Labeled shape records
····················

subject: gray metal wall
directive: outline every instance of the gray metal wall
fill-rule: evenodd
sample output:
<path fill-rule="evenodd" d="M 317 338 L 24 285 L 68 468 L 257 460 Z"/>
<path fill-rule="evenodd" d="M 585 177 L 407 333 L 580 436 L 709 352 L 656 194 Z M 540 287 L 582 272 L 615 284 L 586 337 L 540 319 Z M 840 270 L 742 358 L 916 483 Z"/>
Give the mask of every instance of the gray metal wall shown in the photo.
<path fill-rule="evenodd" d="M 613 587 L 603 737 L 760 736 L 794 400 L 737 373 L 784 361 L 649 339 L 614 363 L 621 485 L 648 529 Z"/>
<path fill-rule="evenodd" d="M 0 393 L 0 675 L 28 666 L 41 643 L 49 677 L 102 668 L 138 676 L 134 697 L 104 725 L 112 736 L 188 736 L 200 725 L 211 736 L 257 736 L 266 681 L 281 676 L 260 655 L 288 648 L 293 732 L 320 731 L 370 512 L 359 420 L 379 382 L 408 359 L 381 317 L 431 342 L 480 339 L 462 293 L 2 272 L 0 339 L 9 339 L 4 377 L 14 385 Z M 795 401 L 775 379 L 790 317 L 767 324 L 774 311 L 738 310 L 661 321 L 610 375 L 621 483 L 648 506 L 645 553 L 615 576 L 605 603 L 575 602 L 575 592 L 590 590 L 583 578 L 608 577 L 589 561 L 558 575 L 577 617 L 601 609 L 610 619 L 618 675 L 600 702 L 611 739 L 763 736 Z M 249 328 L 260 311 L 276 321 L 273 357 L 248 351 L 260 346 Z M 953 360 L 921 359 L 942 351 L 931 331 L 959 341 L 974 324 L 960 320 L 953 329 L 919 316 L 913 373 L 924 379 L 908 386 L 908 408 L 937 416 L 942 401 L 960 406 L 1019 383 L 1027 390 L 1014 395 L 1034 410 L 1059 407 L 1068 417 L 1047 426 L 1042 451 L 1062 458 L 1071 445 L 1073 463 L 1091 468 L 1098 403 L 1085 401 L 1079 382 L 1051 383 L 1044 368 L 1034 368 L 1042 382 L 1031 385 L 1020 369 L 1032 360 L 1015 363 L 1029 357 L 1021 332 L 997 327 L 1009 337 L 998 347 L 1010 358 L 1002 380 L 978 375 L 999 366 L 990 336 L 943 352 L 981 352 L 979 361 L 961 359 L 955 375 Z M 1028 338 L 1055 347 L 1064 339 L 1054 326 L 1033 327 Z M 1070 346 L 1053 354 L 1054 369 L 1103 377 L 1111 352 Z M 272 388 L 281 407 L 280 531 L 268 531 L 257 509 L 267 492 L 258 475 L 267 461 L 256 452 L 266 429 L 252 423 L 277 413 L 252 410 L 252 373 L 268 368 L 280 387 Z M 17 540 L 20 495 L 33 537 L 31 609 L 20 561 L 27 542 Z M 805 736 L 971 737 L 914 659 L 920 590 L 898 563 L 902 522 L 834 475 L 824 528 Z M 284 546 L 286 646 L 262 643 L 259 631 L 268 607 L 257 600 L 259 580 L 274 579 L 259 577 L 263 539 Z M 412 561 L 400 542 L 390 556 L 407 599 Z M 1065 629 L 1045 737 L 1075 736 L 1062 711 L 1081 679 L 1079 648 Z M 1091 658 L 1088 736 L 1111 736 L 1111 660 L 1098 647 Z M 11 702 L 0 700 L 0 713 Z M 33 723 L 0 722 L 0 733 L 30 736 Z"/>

····················

Task directions. Rescale the lines from the first one through the line containing "613 587 L 603", requests included, multiplying every coordinate in the answers by 0.65. Round each result to a whole number, rounding halves up.

Exercise response.
subject: gray metal wall
directive: outline every instance of the gray metal wall
fill-rule: evenodd
sample output:
<path fill-rule="evenodd" d="M 317 338 L 24 285 L 68 468 L 257 460 Z"/>
<path fill-rule="evenodd" d="M 585 177 L 407 333 L 580 436 L 709 352 L 656 194 Z M 540 287 L 582 272 L 615 284 L 586 337 L 540 319 Z M 840 270 L 742 358 L 916 483 Z"/>
Give the mask of every instance of the gray metal wall shown in the photo.
<path fill-rule="evenodd" d="M 398 382 L 392 479 L 494 478 L 516 260 L 479 242 L 510 235 L 422 220 L 399 236 L 404 315 L 421 344 Z"/>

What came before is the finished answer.